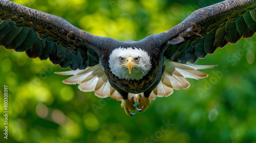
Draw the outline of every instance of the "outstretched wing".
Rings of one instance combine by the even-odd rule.
[[[255,0],[223,1],[198,9],[173,28],[143,40],[166,49],[164,55],[170,60],[194,63],[228,43],[252,37],[255,8]]]
[[[63,18],[0,0],[0,45],[72,70],[98,63],[103,42]]]

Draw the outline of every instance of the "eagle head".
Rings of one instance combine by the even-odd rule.
[[[120,79],[139,80],[152,67],[147,52],[135,47],[119,47],[114,49],[109,60],[111,71]]]

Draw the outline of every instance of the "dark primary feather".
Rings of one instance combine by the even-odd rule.
[[[256,1],[225,1],[195,11],[183,21],[165,32],[162,47],[168,59],[180,63],[194,63],[199,58],[212,54],[218,48],[227,43],[236,43],[242,37],[251,37],[256,32]],[[177,45],[167,41],[179,36],[191,26],[191,23],[201,27],[199,34],[184,37]],[[163,34],[154,36],[162,37]]]
[[[95,36],[63,18],[9,1],[0,1],[0,45],[26,51],[29,58],[48,58],[61,68],[85,69],[98,63],[106,39]]]

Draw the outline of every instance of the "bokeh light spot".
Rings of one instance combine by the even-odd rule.
[[[61,110],[55,109],[52,112],[52,119],[53,122],[61,125],[65,122],[66,116]]]
[[[89,131],[95,131],[99,128],[99,122],[95,116],[87,113],[83,116],[83,122],[86,128]]]
[[[246,60],[249,64],[252,64],[255,61],[255,53],[251,50],[249,49],[246,52]]]
[[[208,119],[210,122],[214,122],[218,117],[219,113],[216,109],[212,109],[208,114]]]
[[[60,90],[60,97],[64,101],[68,101],[71,100],[74,95],[75,93],[70,86],[64,86]]]
[[[38,103],[35,108],[36,114],[41,118],[46,118],[48,115],[49,110],[44,104]]]

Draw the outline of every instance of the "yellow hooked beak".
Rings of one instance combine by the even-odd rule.
[[[134,64],[133,62],[133,59],[132,57],[128,57],[126,58],[126,64],[121,64],[121,66],[124,66],[124,67],[127,68],[129,70],[129,74],[131,74],[131,72],[132,71],[132,68],[133,66],[138,66],[138,64]]]
[[[132,68],[133,67],[133,59],[132,57],[128,57],[126,58],[126,67],[129,70],[129,74],[131,74]]]

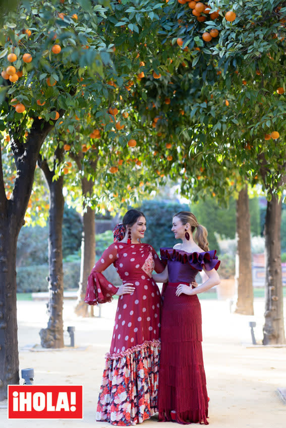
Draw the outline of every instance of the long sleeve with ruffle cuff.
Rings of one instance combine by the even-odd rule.
[[[84,301],[89,305],[111,302],[117,287],[111,284],[99,272],[92,271],[88,277]]]
[[[118,288],[107,281],[100,272],[105,270],[117,258],[117,251],[114,244],[108,248],[95,264],[87,281],[84,301],[89,305],[97,305],[111,302],[112,296],[116,294]]]

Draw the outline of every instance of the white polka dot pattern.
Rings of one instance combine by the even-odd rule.
[[[115,267],[123,283],[132,283],[135,291],[122,295],[118,300],[110,353],[120,355],[124,352],[126,355],[130,348],[159,338],[161,297],[157,284],[152,279],[150,282],[148,269],[153,261],[149,246],[122,244],[117,246],[118,258],[116,259],[115,250],[112,260],[116,260]],[[107,258],[111,260],[109,255],[102,258]],[[144,270],[146,265],[148,269]]]

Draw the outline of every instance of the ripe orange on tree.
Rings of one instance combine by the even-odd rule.
[[[137,141],[136,139],[133,139],[133,138],[131,138],[130,139],[127,144],[129,146],[129,147],[135,147],[137,144]]]
[[[155,73],[155,72],[153,73],[153,77],[154,79],[160,79],[161,77],[161,73],[159,73],[158,75],[157,73]]]
[[[124,125],[121,125],[120,122],[117,122],[115,124],[115,127],[117,129],[120,130],[120,129],[123,129],[124,127]]]
[[[203,12],[205,8],[205,6],[203,3],[202,3],[201,2],[199,2],[196,5],[195,7],[195,9],[199,13],[201,14],[202,12]]]
[[[205,42],[210,42],[212,37],[207,31],[205,31],[203,33],[203,35],[202,36],[203,40],[205,41]]]
[[[228,12],[226,12],[225,16],[224,16],[225,20],[228,21],[228,22],[232,22],[235,20],[236,17],[237,16],[233,11],[228,11]]]
[[[195,0],[191,0],[191,2],[189,2],[189,7],[190,9],[194,9],[196,4],[197,3],[195,2]]]
[[[15,106],[15,110],[17,113],[23,113],[26,110],[25,107],[22,103],[18,103]]]
[[[14,62],[17,60],[17,55],[15,53],[9,53],[7,56],[7,59],[9,62]]]
[[[14,75],[11,75],[11,76],[9,76],[9,80],[10,82],[12,82],[12,83],[14,83],[14,82],[17,82],[18,79],[18,75],[16,73]]]
[[[24,62],[31,62],[32,59],[30,53],[24,53],[23,55],[23,60]]]
[[[196,16],[197,17],[197,18],[201,16],[201,14],[200,13],[200,12],[198,12],[196,9],[193,9],[193,12],[192,12],[192,13],[193,14],[194,16]]]
[[[52,47],[51,50],[53,53],[58,54],[60,53],[60,52],[62,50],[62,48],[61,47],[60,45],[55,44],[53,45],[53,47]]]
[[[279,132],[277,132],[277,131],[273,131],[271,133],[271,137],[273,139],[277,139],[279,137]]]
[[[209,34],[212,37],[217,37],[218,35],[218,30],[217,30],[216,28],[212,28]]]

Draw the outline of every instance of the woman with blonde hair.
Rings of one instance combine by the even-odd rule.
[[[205,228],[191,212],[174,216],[172,231],[182,243],[161,248],[166,267],[154,274],[164,282],[158,392],[159,420],[208,424],[208,396],[202,352],[201,307],[197,294],[219,283],[220,261],[209,251]],[[193,234],[195,233],[194,238]],[[204,270],[207,279],[197,286]]]

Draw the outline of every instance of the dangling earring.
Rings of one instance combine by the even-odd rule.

========================

» **STATED TASK**
Transcribe the material exactly, leaving every picture out.

» **TASK SOLUTION**
Draw the outline of every instance of the "outstretched wing".
Rings of one instance combine by the even-odd rule.
[[[255,0],[223,1],[198,9],[173,28],[143,40],[166,49],[164,55],[170,60],[194,63],[228,43],[252,37],[255,8]]]
[[[63,18],[0,0],[0,45],[72,70],[98,63],[103,42]]]

Draw the outline of every instance of the "eagle head".
Rings of one instance combine by the even-odd rule.
[[[120,79],[139,80],[152,67],[147,52],[135,47],[119,47],[114,49],[109,60],[111,71]]]

Draw the outline of every instance of the "dark primary feather".
Rings of one instance combine by the even-odd rule.
[[[256,1],[225,1],[195,11],[183,21],[165,32],[162,47],[168,59],[180,63],[194,63],[199,58],[212,54],[218,48],[227,43],[236,43],[242,37],[251,37],[256,32]],[[177,45],[167,41],[179,36],[191,26],[191,23],[201,27],[199,34],[184,37]],[[163,34],[154,36],[162,37]]]
[[[95,36],[63,18],[9,1],[0,1],[0,45],[26,51],[29,58],[48,58],[61,68],[85,69],[98,63],[106,39]]]

Draw the outline of every instance of the "bokeh light spot".
Rings of one instance combine by the even-odd rule.
[[[61,110],[55,109],[52,112],[52,119],[53,122],[61,125],[65,122],[66,116]]]
[[[89,131],[95,131],[99,128],[99,122],[95,116],[87,113],[83,116],[83,122],[86,128]]]
[[[246,60],[249,64],[252,64],[255,61],[255,53],[251,50],[249,49],[246,52]]]
[[[208,119],[210,122],[214,122],[218,117],[219,113],[216,109],[212,109],[208,114]]]
[[[60,90],[60,97],[64,101],[68,101],[71,100],[74,95],[75,93],[70,86],[64,86]]]
[[[38,103],[35,108],[36,114],[41,118],[46,118],[48,115],[49,110],[44,104]]]

Draw the outline of every instance of the "yellow hooked beak".
Rings of one instance combine by the even-odd rule.
[[[134,64],[133,62],[133,59],[132,57],[128,57],[126,58],[126,64],[121,64],[121,66],[124,66],[124,67],[127,68],[129,70],[129,74],[131,74],[131,72],[132,71],[132,68],[133,66],[138,66],[138,64]]]
[[[132,68],[133,67],[133,59],[132,57],[128,57],[126,58],[126,67],[129,70],[129,74],[131,74]]]

Draw the outline of every instance of the long sleeve with ruffle cuff.
Rings of one instance combine by the even-odd rule.
[[[84,301],[89,305],[111,302],[117,287],[111,284],[99,272],[92,271],[88,277]]]
[[[118,288],[107,281],[100,272],[105,270],[117,258],[117,251],[114,244],[108,248],[95,264],[87,281],[84,301],[89,305],[97,305],[111,302],[112,296],[116,294]]]

Draw the outline of every instance of the white polka dot pattern.
Rings of one instance combine by the even-odd rule.
[[[115,267],[123,283],[132,283],[135,291],[122,295],[118,300],[110,353],[120,355],[124,352],[126,355],[130,348],[159,338],[161,297],[157,284],[152,279],[150,282],[148,269],[153,261],[149,246],[122,244],[117,246],[118,258],[116,259],[115,250],[112,260],[116,260]],[[107,258],[111,260],[109,255],[102,258]],[[144,270],[146,265],[148,269]]]

Draw the outline of every instance of the ripe orange on tree.
Rings of one instance combine by the even-odd rule.
[[[137,141],[136,139],[133,139],[133,138],[131,138],[130,139],[127,144],[129,146],[129,147],[135,147],[137,144]]]
[[[155,73],[155,72],[153,73],[153,77],[154,79],[160,79],[161,77],[161,73],[159,73],[158,75],[157,73]]]
[[[124,125],[121,125],[120,122],[117,122],[115,124],[115,127],[117,129],[120,130],[120,129],[123,129],[124,127]]]
[[[203,12],[205,8],[205,6],[203,3],[202,3],[201,2],[199,2],[196,5],[195,7],[195,9],[199,13],[201,14],[202,12]]]
[[[205,42],[210,42],[212,37],[207,31],[205,31],[203,33],[203,35],[202,36],[203,40],[205,41]]]
[[[228,12],[226,12],[225,16],[224,16],[225,20],[228,21],[228,22],[232,22],[235,20],[236,17],[237,16],[233,11],[228,11]]]
[[[195,0],[191,0],[191,2],[189,2],[189,7],[190,9],[194,9],[196,4],[197,3],[195,2]]]
[[[15,106],[15,110],[17,113],[23,113],[26,110],[25,107],[22,103],[18,103]]]
[[[14,62],[17,60],[17,55],[15,53],[9,53],[7,56],[7,59],[9,62]]]
[[[14,75],[11,75],[11,76],[9,76],[9,80],[10,82],[12,82],[12,83],[14,83],[14,82],[17,82],[18,79],[18,75],[16,73]]]
[[[24,62],[31,62],[32,59],[30,53],[24,53],[23,55],[23,60]]]
[[[196,16],[197,17],[197,18],[201,16],[201,14],[200,13],[200,12],[198,12],[196,9],[193,9],[193,12],[192,12],[192,13],[193,14],[194,16]]]
[[[52,47],[51,50],[53,53],[58,54],[60,53],[60,52],[62,50],[62,48],[61,47],[60,45],[55,44],[53,45],[53,47]]]
[[[279,132],[277,132],[277,131],[273,131],[271,133],[271,137],[273,139],[277,139],[279,137]]]
[[[209,34],[212,37],[217,37],[218,35],[218,30],[217,30],[216,28],[212,28]]]

Draw the outline of every instance of the woman with blonde hair.
Rings of one instance combine by the even-odd rule.
[[[205,228],[191,212],[174,216],[172,231],[182,243],[161,248],[166,267],[154,274],[164,282],[158,392],[159,420],[208,424],[208,396],[202,352],[201,307],[197,294],[219,283],[220,261],[209,251]],[[193,234],[195,233],[194,238]],[[204,270],[207,279],[197,286]]]

Draw the outline of every instance of the dangling earring.
Rings of one instance combine by the even-odd rule.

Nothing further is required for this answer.